_Brief_.
List every line below that contains the string "segment". Case counts.

_Given information_.
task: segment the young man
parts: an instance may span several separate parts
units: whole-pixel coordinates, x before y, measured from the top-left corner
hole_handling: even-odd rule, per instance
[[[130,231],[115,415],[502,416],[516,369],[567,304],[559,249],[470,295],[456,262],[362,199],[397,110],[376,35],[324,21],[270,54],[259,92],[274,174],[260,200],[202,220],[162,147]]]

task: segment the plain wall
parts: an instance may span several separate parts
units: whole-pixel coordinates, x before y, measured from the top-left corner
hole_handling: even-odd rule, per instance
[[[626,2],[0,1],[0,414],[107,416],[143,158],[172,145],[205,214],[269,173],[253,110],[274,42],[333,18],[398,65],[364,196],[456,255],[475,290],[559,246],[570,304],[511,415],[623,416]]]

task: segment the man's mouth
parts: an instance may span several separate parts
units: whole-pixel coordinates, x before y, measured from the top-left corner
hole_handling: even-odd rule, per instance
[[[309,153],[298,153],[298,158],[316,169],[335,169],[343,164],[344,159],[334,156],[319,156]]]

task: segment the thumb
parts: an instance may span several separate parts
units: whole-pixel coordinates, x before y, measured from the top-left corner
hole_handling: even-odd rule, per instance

==

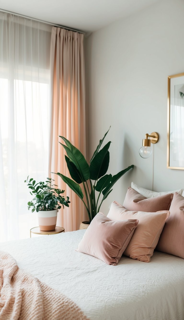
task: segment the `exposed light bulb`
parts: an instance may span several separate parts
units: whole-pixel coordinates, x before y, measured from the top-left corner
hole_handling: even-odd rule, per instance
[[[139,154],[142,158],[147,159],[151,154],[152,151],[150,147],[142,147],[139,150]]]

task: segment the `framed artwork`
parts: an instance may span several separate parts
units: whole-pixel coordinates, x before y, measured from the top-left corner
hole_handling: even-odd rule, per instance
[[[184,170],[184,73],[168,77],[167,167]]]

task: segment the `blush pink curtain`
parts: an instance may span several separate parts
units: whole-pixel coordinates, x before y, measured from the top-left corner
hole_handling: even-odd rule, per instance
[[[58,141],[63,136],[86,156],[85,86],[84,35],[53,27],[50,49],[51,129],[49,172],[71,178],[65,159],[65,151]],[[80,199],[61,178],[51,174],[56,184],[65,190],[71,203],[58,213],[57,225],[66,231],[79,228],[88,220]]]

_Solution below_.
task: segment the young man
task: segment the plain wall
task: segment the man's mouth
task: segment the thumb
task: segment the `exposed light bulb`
task: segment the `framed artwork`
task: segment the `blush pink curtain`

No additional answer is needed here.